> [Task objective] All of the material should be reproduced exactly, with pictures left out.
· · · · · · ·
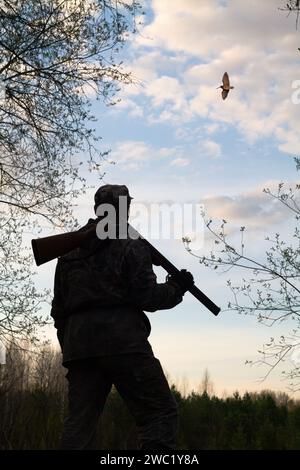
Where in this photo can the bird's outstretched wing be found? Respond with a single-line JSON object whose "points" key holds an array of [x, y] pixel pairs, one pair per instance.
{"points": [[226, 82], [225, 94]]}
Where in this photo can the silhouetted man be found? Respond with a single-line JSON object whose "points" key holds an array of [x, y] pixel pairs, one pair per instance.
{"points": [[100, 292]]}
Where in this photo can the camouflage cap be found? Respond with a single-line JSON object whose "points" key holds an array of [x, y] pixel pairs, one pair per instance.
{"points": [[110, 193]]}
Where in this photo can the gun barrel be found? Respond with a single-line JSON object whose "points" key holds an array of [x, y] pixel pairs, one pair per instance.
{"points": [[47, 248]]}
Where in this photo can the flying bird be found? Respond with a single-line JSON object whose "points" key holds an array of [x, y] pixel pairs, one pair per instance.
{"points": [[226, 86]]}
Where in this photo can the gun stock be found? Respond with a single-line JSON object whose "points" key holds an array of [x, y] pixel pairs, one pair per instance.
{"points": [[48, 248]]}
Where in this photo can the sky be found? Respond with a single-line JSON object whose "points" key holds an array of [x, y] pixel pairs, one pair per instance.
{"points": [[174, 140]]}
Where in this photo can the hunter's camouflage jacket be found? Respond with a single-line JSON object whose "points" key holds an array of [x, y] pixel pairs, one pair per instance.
{"points": [[100, 293]]}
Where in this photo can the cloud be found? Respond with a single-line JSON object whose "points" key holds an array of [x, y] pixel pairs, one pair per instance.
{"points": [[188, 45], [131, 154], [210, 148], [255, 209], [180, 162]]}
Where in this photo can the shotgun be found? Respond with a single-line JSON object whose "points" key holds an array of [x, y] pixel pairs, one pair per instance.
{"points": [[48, 248]]}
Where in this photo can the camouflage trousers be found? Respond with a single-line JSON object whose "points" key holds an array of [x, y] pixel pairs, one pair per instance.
{"points": [[140, 381]]}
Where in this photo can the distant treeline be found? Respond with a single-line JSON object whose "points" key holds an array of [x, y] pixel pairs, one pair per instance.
{"points": [[33, 404]]}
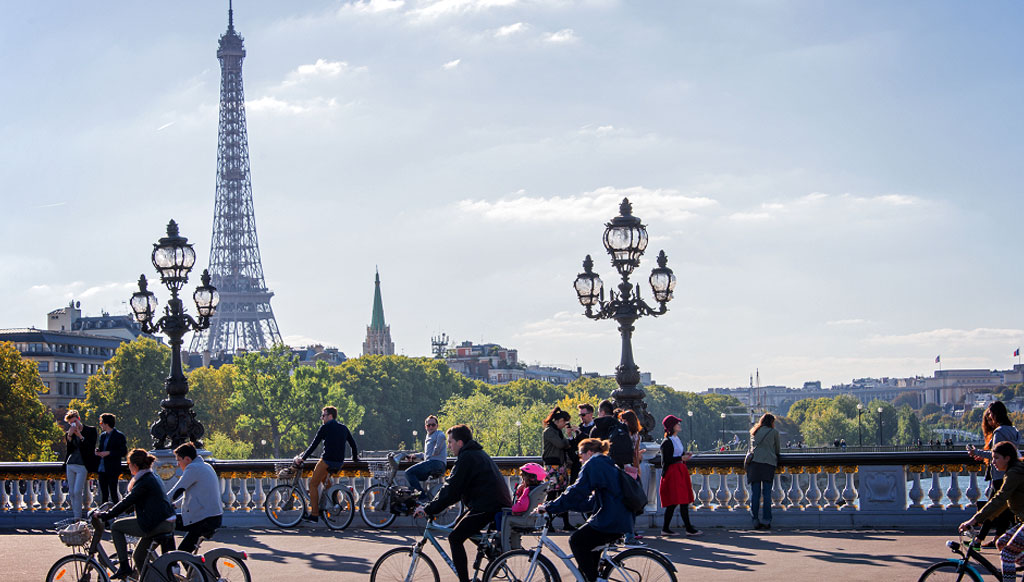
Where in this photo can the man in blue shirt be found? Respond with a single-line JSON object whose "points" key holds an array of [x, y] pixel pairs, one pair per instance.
{"points": [[434, 458], [334, 435]]}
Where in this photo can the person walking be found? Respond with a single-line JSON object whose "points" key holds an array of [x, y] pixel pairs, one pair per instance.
{"points": [[996, 427], [199, 489], [112, 448], [81, 459], [766, 447], [434, 458], [1011, 496], [597, 491], [334, 435], [556, 456], [154, 513], [527, 496], [676, 489], [477, 482]]}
· · · · · · ·
> [Result of this exercise]
Where in this photo can the bird's outstretched wing be found? Respond with a single-line JSON object whose "points" key holds an array of [x, y] pixel pairs, one pair per instance.
{"points": [[226, 82], [225, 94]]}
Where in this photo can the silhouetted man be found? Respond with a single-line JSON object whose "points" key holds an array of [x, y] pixel pairs, one pair per instance.
{"points": [[100, 292]]}
Where in this photo can the camouflage cap be found? Respond with a single-line JSON object whose "points" key holds an array of [x, y] pixel pairs, one pair per instance.
{"points": [[110, 193]]}
Where in this photo can the gun barrel be found? Respond with a single-line JSON object whose "points" key holds an array of [x, y] pixel pairs, one pair per instance.
{"points": [[47, 248]]}
Where in this photo can the flying bird be found? Respond with a single-line JSON object whose "points" key holds an array of [x, y] pixel pairs, one pair per instance.
{"points": [[226, 86]]}
Where in this photo can the gun stock be found? Respond with a single-line JSON object whose "points" key holds an array of [x, y] pixel pairs, one pair per instance.
{"points": [[48, 248]]}
Where in this photo can the sky be found? Respond with a single-line JSON object whose "points" key holds an array of [x, y] pixel pairs, one pair per instance.
{"points": [[174, 140]]}
Where in this photo can the hunter's camouflage jacket be found? Respond with a single-line JSON object whose "points" key holds an array of [x, y] pixel pairs, one pair per instance.
{"points": [[100, 293]]}
Where in this photo can the cloud be found? Respond with a single-line JSON object whose "points" key holds an array of [x, y] pixel pairs, one pair per instance.
{"points": [[188, 45], [131, 154], [210, 148], [255, 209], [180, 162]]}
Where in this photo can the shotgun be found? Respond with a single-line JSON object whose "points" key holds an array of [x, y] pixel pairs, one pair per instance.
{"points": [[48, 248]]}
Where in this photo can the camouflage trousers be found? Respond with a single-line JSON object whose "points" key holds an array of [x, y] pixel pairs, one pair per instance.
{"points": [[140, 381]]}
Where in this photo can the distant treeline be found? Respond with a single-line JSON object whose "points" key holds an array of [x, y] pixel pairs, one pair per instance.
{"points": [[33, 404]]}
Where in this photo can the man in blue shirt be found? Respond with a single-line JSON object whose "points" key holds an array of [x, y] pixel pairs, one pair per instance.
{"points": [[434, 458], [334, 435]]}
Where in this photo can the person walking be found? Respond with a single-line JSON object whose "points" key holds an array of [x, y] pixel pairs, one pair per instance.
{"points": [[996, 427], [199, 489], [112, 448], [81, 459], [766, 447], [434, 458], [1011, 496], [597, 491], [334, 435], [556, 456], [154, 513], [527, 496], [676, 489], [477, 482]]}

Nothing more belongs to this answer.